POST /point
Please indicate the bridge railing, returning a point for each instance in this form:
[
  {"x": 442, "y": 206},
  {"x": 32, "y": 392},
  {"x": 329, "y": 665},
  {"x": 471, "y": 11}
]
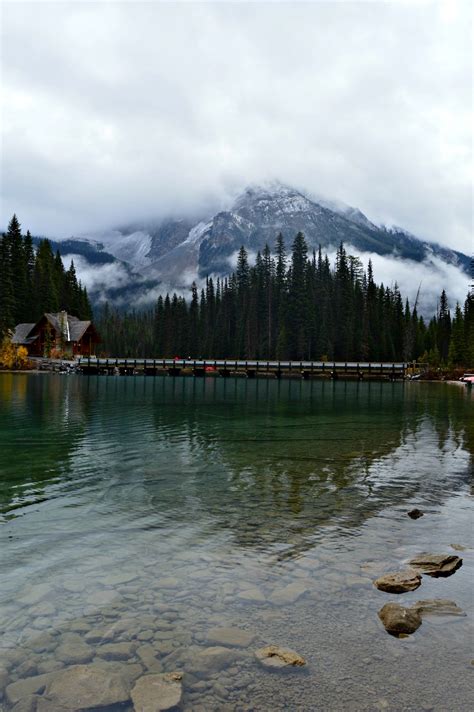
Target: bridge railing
[{"x": 370, "y": 367}]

○ ○ ○ ○ ○ ○ ○

• What needs to be done:
Leave out all images, then reproduce the entries above exactly.

• Solution to this exercise:
POST /point
Please indicate the bridge railing, returning a point for each instance in this form:
[
  {"x": 442, "y": 206},
  {"x": 32, "y": 392},
  {"x": 329, "y": 665},
  {"x": 471, "y": 11}
]
Target: bridge railing
[{"x": 370, "y": 367}]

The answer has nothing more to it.